■ **EXERCISE**:
Please retype the records exactly, from the start through the line containing "362L785 346L741 330L702", including that line.

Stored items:
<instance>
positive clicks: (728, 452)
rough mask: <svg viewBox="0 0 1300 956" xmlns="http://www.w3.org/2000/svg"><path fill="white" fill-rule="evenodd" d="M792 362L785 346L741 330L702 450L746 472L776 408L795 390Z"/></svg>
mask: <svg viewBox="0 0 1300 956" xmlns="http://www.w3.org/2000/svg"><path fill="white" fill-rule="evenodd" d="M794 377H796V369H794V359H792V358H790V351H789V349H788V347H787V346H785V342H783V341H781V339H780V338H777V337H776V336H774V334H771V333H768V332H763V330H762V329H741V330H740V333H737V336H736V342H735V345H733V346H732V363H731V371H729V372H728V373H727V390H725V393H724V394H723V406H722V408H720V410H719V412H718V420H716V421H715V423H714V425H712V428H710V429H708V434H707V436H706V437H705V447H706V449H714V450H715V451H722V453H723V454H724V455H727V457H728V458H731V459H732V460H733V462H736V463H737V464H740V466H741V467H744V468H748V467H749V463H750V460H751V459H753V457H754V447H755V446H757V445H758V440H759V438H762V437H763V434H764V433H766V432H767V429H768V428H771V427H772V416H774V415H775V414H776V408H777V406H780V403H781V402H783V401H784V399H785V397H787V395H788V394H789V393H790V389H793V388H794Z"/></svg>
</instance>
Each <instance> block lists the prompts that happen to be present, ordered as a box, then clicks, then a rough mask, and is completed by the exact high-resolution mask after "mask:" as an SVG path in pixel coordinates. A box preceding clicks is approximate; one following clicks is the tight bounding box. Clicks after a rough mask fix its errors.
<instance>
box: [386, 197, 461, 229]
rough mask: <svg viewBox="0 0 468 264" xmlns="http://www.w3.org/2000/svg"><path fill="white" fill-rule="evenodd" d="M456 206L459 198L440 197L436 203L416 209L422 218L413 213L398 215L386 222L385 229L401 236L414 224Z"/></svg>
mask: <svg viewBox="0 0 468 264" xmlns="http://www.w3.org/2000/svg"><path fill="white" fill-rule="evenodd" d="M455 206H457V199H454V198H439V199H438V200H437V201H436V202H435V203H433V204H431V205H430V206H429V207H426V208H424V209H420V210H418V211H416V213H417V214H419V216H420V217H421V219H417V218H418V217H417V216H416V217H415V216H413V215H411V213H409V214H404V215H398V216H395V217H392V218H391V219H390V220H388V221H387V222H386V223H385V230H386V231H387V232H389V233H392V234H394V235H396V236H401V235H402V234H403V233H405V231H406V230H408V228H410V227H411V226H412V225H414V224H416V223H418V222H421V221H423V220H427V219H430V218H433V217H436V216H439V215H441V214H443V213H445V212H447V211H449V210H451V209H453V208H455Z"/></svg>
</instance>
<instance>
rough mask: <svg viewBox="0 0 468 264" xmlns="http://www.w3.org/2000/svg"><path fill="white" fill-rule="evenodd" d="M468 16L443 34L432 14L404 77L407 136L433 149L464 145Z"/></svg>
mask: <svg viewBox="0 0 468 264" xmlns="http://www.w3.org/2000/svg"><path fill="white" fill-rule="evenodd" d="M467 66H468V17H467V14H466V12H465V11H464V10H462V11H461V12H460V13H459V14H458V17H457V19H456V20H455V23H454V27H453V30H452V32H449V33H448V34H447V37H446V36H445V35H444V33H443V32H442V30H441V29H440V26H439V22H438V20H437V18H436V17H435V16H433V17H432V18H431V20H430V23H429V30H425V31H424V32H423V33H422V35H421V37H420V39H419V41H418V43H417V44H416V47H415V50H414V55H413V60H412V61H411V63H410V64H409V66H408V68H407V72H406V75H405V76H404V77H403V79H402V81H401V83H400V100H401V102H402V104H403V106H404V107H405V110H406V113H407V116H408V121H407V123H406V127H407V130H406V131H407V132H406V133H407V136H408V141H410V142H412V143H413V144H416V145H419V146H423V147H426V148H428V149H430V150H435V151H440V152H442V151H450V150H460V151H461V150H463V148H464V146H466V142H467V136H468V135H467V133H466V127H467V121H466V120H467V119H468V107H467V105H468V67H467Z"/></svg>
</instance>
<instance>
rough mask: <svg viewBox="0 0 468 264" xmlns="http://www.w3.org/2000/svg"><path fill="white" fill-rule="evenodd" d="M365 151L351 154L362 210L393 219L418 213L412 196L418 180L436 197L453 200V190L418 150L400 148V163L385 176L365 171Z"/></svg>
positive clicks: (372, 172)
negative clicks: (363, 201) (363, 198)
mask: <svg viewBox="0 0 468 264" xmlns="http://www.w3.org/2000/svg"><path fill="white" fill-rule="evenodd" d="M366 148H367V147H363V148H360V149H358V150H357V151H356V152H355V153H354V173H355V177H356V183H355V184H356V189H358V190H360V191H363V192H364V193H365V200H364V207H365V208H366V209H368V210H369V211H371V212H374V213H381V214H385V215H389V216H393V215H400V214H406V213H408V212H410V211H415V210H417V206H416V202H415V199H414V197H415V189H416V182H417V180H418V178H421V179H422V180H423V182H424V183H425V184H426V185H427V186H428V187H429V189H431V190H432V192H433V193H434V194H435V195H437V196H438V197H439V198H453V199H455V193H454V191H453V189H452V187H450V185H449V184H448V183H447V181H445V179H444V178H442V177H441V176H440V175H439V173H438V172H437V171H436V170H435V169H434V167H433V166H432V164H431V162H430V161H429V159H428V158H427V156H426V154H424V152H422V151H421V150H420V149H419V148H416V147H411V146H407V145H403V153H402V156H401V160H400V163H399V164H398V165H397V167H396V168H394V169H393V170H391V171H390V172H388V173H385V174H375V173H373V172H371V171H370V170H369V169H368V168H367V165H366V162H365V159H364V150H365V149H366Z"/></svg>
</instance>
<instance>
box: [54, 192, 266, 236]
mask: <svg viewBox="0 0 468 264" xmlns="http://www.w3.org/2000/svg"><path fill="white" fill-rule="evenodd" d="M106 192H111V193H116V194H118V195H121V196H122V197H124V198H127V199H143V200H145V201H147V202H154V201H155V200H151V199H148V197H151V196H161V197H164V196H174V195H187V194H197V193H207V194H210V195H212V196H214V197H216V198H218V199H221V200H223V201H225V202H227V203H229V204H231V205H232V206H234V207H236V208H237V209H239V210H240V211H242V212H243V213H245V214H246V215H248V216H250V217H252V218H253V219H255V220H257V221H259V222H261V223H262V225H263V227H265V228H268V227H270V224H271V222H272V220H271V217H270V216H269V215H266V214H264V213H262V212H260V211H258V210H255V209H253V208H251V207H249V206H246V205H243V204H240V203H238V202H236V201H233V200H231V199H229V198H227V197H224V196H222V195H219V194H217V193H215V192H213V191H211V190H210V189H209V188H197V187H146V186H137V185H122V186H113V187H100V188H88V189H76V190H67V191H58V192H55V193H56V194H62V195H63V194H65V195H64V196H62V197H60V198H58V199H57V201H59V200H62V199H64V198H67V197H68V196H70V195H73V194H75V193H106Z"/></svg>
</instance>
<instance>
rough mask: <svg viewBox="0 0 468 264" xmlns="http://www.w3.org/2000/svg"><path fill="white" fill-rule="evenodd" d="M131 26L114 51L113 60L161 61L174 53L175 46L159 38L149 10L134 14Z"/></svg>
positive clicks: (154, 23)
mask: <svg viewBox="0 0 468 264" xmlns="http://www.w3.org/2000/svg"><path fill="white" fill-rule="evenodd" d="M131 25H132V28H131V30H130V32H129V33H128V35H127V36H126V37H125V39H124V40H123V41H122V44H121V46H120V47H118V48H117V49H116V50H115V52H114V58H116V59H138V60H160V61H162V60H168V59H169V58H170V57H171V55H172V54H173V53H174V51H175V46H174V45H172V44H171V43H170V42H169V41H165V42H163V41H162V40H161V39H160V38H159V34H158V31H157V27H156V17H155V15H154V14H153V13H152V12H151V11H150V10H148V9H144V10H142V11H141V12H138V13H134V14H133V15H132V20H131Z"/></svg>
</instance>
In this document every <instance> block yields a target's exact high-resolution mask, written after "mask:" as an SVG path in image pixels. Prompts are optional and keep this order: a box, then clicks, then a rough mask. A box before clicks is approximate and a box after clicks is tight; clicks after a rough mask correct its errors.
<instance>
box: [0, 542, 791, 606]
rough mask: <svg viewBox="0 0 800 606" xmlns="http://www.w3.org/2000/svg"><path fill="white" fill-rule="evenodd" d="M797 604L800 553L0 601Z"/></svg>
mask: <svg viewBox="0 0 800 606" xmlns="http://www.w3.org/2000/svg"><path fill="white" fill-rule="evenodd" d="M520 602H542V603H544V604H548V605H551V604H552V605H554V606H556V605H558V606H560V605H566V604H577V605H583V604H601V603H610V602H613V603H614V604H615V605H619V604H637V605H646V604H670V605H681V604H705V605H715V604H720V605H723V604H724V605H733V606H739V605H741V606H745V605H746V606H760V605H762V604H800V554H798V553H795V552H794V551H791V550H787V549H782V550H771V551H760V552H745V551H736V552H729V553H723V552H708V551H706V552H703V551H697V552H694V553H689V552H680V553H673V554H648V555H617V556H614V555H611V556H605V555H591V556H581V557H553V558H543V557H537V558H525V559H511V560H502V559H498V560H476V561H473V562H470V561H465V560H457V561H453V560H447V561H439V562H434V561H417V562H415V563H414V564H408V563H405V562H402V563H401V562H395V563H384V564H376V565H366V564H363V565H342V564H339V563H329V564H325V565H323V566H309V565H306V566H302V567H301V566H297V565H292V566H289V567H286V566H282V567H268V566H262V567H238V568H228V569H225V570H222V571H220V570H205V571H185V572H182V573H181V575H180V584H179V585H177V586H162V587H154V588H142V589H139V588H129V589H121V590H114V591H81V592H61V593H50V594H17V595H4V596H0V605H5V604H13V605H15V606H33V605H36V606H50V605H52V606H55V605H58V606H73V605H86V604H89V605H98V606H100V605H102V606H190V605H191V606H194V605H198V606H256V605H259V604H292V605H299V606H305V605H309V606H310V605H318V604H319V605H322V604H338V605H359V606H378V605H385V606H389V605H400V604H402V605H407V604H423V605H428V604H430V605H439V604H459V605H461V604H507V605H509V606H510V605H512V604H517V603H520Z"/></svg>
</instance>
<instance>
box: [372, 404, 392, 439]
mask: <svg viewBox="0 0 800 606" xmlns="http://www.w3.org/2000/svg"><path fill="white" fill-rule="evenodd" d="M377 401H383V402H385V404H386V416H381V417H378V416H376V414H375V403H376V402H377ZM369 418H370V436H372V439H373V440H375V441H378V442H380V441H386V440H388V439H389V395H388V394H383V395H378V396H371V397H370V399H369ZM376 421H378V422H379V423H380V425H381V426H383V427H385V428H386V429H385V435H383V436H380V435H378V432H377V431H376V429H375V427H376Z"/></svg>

■ **RESULT OF THE TASK**:
<instance>
positive clicks: (728, 452)
rough mask: <svg viewBox="0 0 1300 956" xmlns="http://www.w3.org/2000/svg"><path fill="white" fill-rule="evenodd" d="M792 362L785 346L741 330L702 450L746 472L776 408L795 390Z"/></svg>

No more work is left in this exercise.